* **Texto de estudio**
Y todo esto desoyendo a alrededor de 7,5 millones de venezolanos que, tras tres meses de protestas continuas en todo el país, acudieron a una consulta popular el pasado 16 de julio y le dijeron NO a la ANC, un proceso que fue convocado por Maduro violentando los preceptos legales para su activación, que presenta severos vicios desde sus bases y que ha estado acompañado por amenazas del Gobierno a los empleados públicos y beneficiarios de programas sociales para hacerlos votar, lo que siembra dudas sobre su transparencia.

Sin embargo, la consulta popular sí tuvo impacto internacional y a partir de ella varios países, incluyendo a Estados Unidos, dijeron que aplicarán sanciones severas si la Constituyente se instala desconociendo la opinión de la población.

Tomando en cuenta la conducta histórica del chavismo, resumida someramente en estos párrafos, es de esperarse que este 30 de julio se realice la elección y que la ANC se instale a más tardar el 3 de agosto en el Salón Elíptico del Palacio Federal Legislativo, marcando el fin de la institucionalidad democrática como existe actualmente.

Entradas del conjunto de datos

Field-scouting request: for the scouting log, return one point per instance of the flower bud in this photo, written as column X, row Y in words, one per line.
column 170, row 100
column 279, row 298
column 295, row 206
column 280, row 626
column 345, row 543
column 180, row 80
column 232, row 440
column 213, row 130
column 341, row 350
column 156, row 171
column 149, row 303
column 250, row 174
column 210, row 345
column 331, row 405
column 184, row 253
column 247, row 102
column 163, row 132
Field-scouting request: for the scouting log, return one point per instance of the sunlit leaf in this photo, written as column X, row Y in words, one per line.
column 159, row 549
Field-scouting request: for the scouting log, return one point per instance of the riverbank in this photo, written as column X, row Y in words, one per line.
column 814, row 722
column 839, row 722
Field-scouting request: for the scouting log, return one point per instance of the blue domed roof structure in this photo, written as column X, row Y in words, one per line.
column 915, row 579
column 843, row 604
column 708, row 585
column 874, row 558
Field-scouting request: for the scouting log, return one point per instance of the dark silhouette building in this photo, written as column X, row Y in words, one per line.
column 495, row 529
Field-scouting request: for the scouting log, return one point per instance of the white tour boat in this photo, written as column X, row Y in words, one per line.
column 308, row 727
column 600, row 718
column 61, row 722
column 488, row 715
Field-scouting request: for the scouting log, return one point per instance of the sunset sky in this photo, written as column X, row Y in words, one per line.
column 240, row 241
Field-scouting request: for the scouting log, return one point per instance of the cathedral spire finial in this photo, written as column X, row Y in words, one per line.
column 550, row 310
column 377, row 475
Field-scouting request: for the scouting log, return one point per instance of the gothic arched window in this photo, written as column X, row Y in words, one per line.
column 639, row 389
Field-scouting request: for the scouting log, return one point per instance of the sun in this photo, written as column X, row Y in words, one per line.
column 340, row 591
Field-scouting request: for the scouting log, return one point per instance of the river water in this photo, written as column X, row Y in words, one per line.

* **Complete lo siguiente**
**a)** Transcribe del texto sobre la Constituyente el fragmento que va desde "Y todo esto" hasta "sobre su transparencia.", ambos incluidos.
**b)** Enumera todas las fechas con día y mes que figuran en el texto sobre la Constituyente.

* **Respuestas esperadas**
**a)**
Y todo esto desoyendo a alrededor de 7,5 millones de venezolanos que, tras tres meses de protestas continuas en todo el país, acudieron a una consulta popular el pasado 16 de julio y le dijeron NO a la ANC, un proceso que fue convocado por Maduro violentando los preceptos legales para su activación, que presenta severos vicios desde sus bases y que ha estado acompañado por amenazas del Gobierno a los empleados públicos y beneficiarios de programas sociales para hacerlos votar, lo que siembra dudas sobre su transparencia.

**b)**
- 16 de julio
- 30 de julio
- 3 de agosto